## TASK BRIEF:
Could you rewrite every row below, requests included, scaling each bounding-box coordinate in the answers by 1.05 and rounding to whole numbers, with halves going up?

(Data extracted from a collection)
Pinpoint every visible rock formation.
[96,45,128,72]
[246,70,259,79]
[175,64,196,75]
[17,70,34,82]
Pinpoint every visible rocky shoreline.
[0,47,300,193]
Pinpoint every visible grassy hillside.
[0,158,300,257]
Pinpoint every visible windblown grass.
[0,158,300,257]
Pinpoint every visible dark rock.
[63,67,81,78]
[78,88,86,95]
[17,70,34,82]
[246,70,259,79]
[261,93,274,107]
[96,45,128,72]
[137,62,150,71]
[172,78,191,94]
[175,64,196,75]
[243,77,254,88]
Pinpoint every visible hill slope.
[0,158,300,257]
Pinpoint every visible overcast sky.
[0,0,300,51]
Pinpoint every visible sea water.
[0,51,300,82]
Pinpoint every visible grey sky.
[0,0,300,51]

## REPLY TO THE EXERCISE:
Pinpoint every visible rock formation.
[101,47,134,76]
[258,74,272,83]
[184,67,206,79]
[18,74,36,86]
Pinpoint every visible rocky shoreline.
[0,49,315,203]
Pinpoint every visible grassy hillside.
[0,166,315,270]
Pinpoint every visible windblown grass.
[0,166,315,270]
Pinpoint every visible dark rock.
[66,70,85,82]
[82,92,90,100]
[18,74,36,86]
[258,74,272,83]
[274,98,288,112]
[101,47,134,76]
[144,65,158,75]
[181,82,201,99]
[184,67,206,79]
[255,81,267,92]
Pinpoint every visible hill slope.
[0,166,315,270]
Pinpoint every visible overcast sky.
[0,0,315,54]
Pinpoint every visible sea water.
[0,54,315,86]
Pinpoint every visible grey sky.
[0,0,315,54]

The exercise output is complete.